# Consigne
Reprends le texte sur le test sanguin myEDIT-B juste après sa dernière phrase et poursuis-le.
┌─ Passage choisi
L’introduction en France, dès le début avril 2024, du test sanguin myEDIT-B, marque un tournant potentiel dans le diagnostic des troubles bipolaires, un trouble psychique souvent mal identifié et souvent confondu avec la dépression. On fait le point sur cette innovation diagnostique dans notre nouvelle revue de presse.
Une innovation attendue dans le diagnostic de la bipolarité
Ce test, développé par la société biopharmaceutique française Alcediag en collaboration avec le réseau de laboratoires Synlab, promet avec une fiabilité annoncée supérieure à 80%, de distinguer la bipolarité des épisodes dépressifs caractérisés, une distinction cruciale pour le traitement et la prise en charge des patient(e)s.
Avec un coût de 899 € non pris en charge par la Sécurité sociale, myEDIT-B s’appuie sur une analyse de l’ARN et l’usage de l’intelligence artificielle pour détecter des biomarqueurs sanguins spécifiques à la bipolarité. Selon les promoteurs du test, cette avancée pourrait significativement réduire les délais d’errance diagnostique, actuellement estimés à huit à dix ans en moyenne, période durant laquelle les patient(e)s peuvent subir des traitements inappropriés, exacerbant potentiellement leur condition.
Controverses et critiques : un consensus scientifique en attente
Malgré l’optimisme de certain(e)s, le test ne fait pas l’unanimité au sein de la communauté scientifique et médicale. La Professeure Emilie Olié, présidente de l’Association française de psychiatrie biologique et neuropsychopharmacologie (AFPBN), tempère les attentes en soulignant qu’à ce jour, aucun test ne répond aux critères pour un usage en pratique clinique courante. L’AFPBN elle-même ne recommande pas la prescription de ces tests dans l’état actuel des connaissances, pointant du doigt une possible précipitation dans l’adoption de telles technologies sans validation clinique suffisante.
└─
┌─ Données fournies
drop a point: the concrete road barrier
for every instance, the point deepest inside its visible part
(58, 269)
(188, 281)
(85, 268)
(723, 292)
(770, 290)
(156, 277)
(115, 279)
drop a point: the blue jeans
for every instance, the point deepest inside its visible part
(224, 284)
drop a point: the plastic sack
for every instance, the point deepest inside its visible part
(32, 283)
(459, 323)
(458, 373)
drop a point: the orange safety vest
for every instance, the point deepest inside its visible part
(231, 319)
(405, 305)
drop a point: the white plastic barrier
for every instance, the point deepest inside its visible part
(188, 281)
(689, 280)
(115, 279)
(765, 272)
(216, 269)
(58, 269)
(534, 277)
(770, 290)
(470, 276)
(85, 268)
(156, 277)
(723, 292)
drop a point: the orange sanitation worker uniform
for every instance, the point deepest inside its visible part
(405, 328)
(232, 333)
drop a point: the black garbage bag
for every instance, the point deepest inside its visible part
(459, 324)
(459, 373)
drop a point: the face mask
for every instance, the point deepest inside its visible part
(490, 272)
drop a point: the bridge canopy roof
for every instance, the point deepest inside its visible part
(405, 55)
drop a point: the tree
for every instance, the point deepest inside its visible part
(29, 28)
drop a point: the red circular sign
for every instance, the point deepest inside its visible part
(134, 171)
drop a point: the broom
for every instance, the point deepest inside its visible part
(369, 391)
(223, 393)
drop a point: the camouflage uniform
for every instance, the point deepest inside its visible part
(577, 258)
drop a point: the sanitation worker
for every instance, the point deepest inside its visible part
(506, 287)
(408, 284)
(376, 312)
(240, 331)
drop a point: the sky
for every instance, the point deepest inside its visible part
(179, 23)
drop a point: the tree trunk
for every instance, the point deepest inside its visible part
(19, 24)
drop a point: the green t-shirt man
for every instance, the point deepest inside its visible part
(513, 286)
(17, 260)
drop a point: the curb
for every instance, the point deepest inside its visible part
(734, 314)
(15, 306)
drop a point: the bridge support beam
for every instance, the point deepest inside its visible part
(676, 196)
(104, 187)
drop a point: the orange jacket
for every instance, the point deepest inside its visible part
└─
# Réponse
Cette mise en garde résonne dans un contexte où les coûts non négligeables et l’absence de remboursement par la Sécurité sociale posent question quant à l’accessibilité et l’équité dans le diagnostic de la bipolarité. En outre, d’autres pistes de recherche sont explorées, telles que les travaux du Professeur Raoul Belzeaux sur les cytokines (substances élaborées par le système immunitaire, réglant la prolifération de cellules), offrant une perspective moins onéreuse et peut-être tout aussi prometteuse.
Vers un avenir plus clair dans le diagnostic de la bipolarité ?
L’arrivée de myEDIT-B en France s’inscrit dans un mouvement plus large visant à améliorer le diagnostic et le traitement des troubles bipolaires, maladie complexe aux répercussions profondes sur la vie des patient(e)s. Si le débat scientifique et éthique autour du test sanguin persiste, cet événement marque sans doute une étape importante dans la reconnaissance et la gestion de la bipolarité.
Parallèlement, des initiatives moins technologiques, comme l’outil de détection précoce des troubles bipolaires proposé par l’association PositiveMinders, rappellent l’importance de la sensibilisation et de l’approche clinique dans le diagnostic des troubles psychiques. Alors que le chemin vers un consensus scientifique et une application clinique large du test myEDIT-B reste semé d’embûches, cet épisode illustre la recherche continue d’améliorations dans le domaine de la psychiatrie, avec l’espoir qu’un jour, les patient(e)s souffrant de bipolarité puissent bénéficier d’un diagnostic plus rapide et plus précis, menant à une prise en charge plus adaptée et efficace.